§ TEXT
First if we haven’t already, we need to install Truffle globally (-g)

npm install -g truffle

and Ganache – It is available as both a desktop application as well as a command-line tool (formerly known as the TestRPC). For the purpose of our tutorial we are going to use the command-line tool.

npm install -g ganache-cli

Okey, now we are good to go. There is a tutorial for using truffle for unit testing in their website here, but throw function used there is now deprecated and replaced by revert(), require() and assert(). So it will be somewhat helpful if you know how the last work.

Nevertheless, let us verify our knowledge by a quick lookup at the Solidity documentation:

Error handling: Assert, Require, Revert and Exceptions
Solidity uses state-reverting exceptions to handle errors. Such an exception will undo all changes made to the state in the current call (and all its sub-calls) and also flag an error to the caller. The convenience functions assert and require can be used to check for conditions and throw an exception if the condition is not met. The assert function should only be used to test for internal errors, and to check invariants. The require function should be used to ensure valid conditions, such as inputs, or contract state variables are met, or to validate return values from calls to external contracts. If used properly, analysis tools can evaluate your contract to identify the conditions and function calls which will reach a failing assert. Properly functioning code should never reach a failing assert statement; if this happens there is a bug in your contract which you should fix.
There are two other ways to trigger exceptions: The revert function can be used to flag an error and revert the current call. It is possible to provide a string message containing details about the error that will be passed back to the caller.

§ PROVIDED MATERIAL
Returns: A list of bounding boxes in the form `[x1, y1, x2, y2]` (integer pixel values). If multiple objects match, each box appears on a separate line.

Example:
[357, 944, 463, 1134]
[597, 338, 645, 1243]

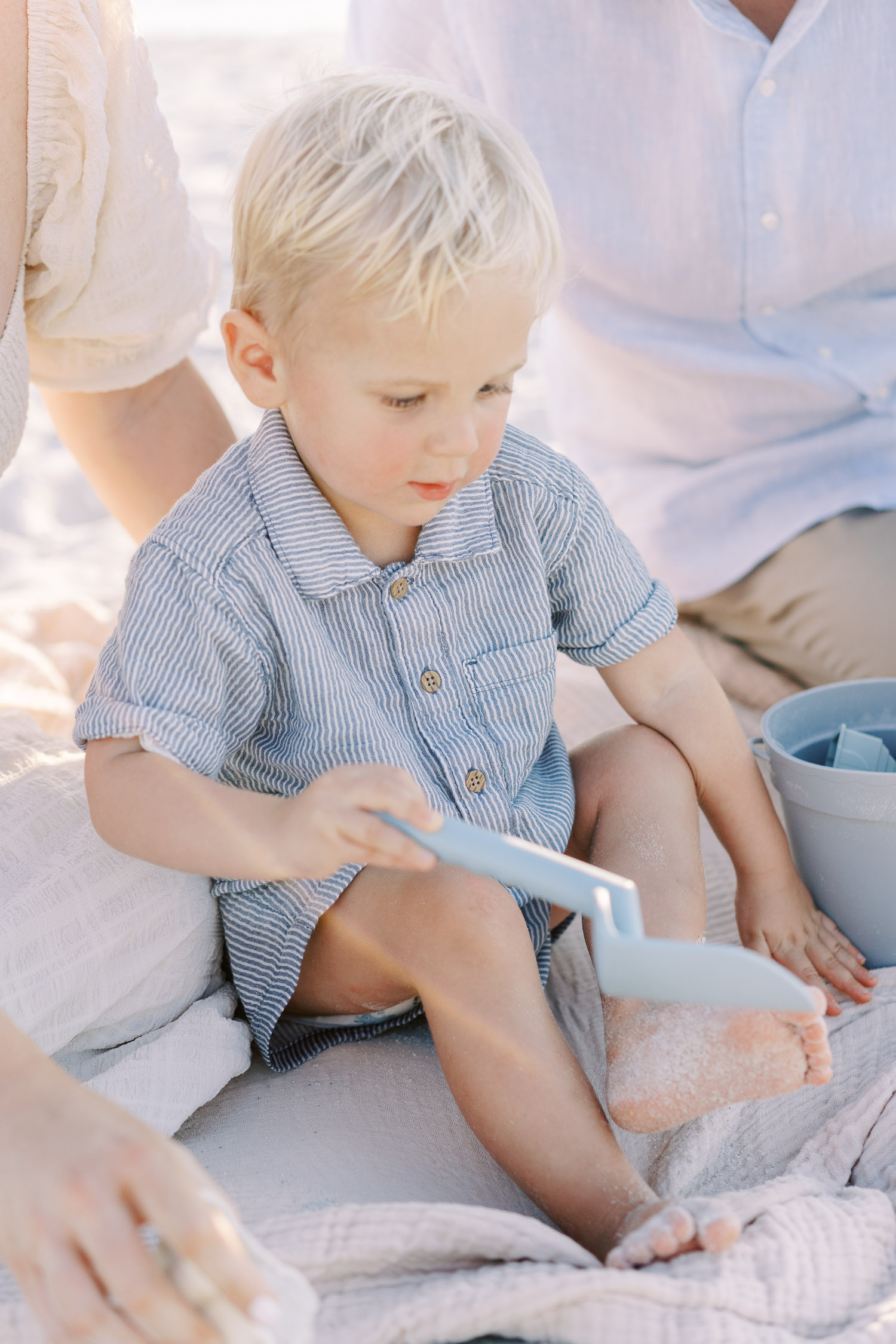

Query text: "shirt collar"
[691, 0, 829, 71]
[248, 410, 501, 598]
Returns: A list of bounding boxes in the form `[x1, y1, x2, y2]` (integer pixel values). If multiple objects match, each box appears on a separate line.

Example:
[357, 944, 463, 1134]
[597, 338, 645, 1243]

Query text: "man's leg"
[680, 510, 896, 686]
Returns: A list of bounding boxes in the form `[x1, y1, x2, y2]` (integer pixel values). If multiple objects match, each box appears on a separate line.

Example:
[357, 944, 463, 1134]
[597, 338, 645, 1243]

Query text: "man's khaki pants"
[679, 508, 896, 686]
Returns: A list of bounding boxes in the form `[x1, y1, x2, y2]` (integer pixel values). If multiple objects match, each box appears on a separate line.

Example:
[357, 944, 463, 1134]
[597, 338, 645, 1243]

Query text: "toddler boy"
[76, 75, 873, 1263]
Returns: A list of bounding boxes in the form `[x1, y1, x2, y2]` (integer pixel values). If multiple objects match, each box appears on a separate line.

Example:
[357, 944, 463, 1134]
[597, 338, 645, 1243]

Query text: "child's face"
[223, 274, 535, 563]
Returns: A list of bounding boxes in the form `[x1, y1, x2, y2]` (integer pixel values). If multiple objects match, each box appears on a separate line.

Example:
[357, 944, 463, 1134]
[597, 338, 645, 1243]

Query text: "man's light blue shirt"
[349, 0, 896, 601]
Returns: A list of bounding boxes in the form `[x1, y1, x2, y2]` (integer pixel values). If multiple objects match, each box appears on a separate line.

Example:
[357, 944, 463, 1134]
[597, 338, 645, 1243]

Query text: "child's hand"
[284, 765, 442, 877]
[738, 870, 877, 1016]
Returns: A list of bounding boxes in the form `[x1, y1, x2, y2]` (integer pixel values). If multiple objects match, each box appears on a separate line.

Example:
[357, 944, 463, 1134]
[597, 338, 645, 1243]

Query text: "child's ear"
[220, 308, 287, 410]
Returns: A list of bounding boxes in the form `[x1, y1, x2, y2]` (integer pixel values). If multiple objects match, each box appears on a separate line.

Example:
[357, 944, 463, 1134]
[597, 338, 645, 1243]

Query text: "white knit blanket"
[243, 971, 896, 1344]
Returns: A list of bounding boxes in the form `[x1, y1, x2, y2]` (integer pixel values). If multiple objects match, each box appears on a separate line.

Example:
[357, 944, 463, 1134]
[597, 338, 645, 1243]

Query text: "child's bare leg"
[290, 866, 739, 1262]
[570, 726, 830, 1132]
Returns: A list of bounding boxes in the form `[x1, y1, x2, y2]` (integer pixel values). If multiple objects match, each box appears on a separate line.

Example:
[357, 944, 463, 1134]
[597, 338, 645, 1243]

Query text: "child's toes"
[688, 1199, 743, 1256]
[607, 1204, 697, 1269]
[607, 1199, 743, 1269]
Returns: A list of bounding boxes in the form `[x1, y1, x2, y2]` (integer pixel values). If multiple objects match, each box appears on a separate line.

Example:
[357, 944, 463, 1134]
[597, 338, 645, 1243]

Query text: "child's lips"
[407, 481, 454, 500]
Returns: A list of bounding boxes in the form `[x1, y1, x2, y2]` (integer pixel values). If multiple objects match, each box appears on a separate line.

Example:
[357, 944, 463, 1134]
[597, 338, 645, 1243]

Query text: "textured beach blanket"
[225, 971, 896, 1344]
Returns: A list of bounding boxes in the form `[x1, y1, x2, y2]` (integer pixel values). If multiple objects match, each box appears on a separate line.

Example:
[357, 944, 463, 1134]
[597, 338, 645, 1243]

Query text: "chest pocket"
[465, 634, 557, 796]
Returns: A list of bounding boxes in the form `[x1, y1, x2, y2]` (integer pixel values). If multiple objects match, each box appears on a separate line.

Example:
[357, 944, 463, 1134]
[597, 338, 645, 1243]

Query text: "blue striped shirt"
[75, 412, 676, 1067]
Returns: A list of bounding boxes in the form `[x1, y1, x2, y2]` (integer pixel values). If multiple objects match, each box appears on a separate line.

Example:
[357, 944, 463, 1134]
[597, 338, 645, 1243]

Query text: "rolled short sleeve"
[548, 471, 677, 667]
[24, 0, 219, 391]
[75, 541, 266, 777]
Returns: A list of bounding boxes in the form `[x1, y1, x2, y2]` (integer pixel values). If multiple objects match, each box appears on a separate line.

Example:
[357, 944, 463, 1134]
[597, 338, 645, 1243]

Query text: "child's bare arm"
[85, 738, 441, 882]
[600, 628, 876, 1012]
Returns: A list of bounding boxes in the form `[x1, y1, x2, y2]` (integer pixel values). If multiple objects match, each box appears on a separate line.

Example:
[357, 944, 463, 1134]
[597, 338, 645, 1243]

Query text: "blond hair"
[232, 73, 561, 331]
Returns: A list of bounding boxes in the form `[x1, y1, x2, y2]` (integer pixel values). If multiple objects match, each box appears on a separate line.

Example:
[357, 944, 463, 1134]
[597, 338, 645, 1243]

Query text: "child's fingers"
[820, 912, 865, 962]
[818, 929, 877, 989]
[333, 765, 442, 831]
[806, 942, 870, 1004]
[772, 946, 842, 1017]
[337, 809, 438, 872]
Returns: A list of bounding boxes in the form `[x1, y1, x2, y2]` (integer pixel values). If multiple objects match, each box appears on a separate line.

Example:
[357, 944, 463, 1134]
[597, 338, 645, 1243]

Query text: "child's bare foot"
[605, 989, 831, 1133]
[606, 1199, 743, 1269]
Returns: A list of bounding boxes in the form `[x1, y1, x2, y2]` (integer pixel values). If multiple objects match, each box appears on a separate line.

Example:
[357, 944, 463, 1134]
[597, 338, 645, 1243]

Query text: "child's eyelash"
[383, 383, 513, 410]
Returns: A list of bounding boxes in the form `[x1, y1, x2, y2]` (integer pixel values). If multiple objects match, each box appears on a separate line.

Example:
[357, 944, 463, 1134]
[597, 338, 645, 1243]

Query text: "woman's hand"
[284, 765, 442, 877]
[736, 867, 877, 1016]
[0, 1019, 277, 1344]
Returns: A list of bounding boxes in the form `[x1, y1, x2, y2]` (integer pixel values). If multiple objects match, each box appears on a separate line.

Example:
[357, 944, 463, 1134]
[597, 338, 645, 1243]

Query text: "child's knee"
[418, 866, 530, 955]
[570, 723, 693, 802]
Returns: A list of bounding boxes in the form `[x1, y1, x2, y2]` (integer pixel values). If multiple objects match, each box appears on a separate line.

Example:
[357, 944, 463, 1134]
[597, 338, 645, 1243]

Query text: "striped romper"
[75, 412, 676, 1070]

§ REQUIREMENTS
A. Repeat the Truffle tutorial from "and Ganache –" to "the last work.", word for word.
B. Go on writing the Truffle tutorial from the point where it stops.

§ ANSWERS GIVEN
A.
and Ganache – It is available as both a desktop application as well as a command-line tool (formerly known as the TestRPC). For the purpose of our tutorial we are going to use the command-line tool.

npm install -g ganache-cli

Okey, now we are good to go. There is a tutorial for using truffle for unit testing in their website here, but throw function used there is now deprecated and replaced by revert(), require() and assert(). So it will be somewhat helpful if you know how the last work.

B.
Solidity documentation

Project initialization

Note: If you have initialized your project with truffle init you can skip this part.

In the first part we covered mainly the code, but not the environment, IDE and project setup, but for our tests to run properly we will need that set.

Setting up a new truffle project:

truffle init

As you notice after project initialization Truffe adds some files into our project directory:

• ./contracts – directory where our smart contracts should be stored.
• ./migrations – directory for placing our migrations scripts.
• ./test – directory for test files for testing our decentralized application.
• ./truffle-config.js – this is our project’s truffle configuration file.

Writing Unit Tests

Writing unit tests is a must for decentralized applications development life-cycle, so we can be sure the application works the way it is designed to.

So Truffle gives us couple of possible options to write tests – in JavaScript, TypeScript (testing your contract via web3) or Solidity (testing your contract from another contract). In our tutorial we will cover unit testing with JavaScript which its the most adopted way of doing so in my opinion.

All contracts in truffle’s contracts folder are accessible and are published automatically for our tests. Our unit tests should be placed in the ./test folder and must end with .js extension so it can be recognized as an automated test by Mocha framework which Truffle uses for testing. For the assertions Truffle uses Chai, which you may or may not be familiar with.

Chai is a BDD / TDD assertion library for node and can be paired with any javascript testing framework.

Chaijs

Truffle’s got well structured, extensive documentation which you can read upon and get familiar with, if you want to.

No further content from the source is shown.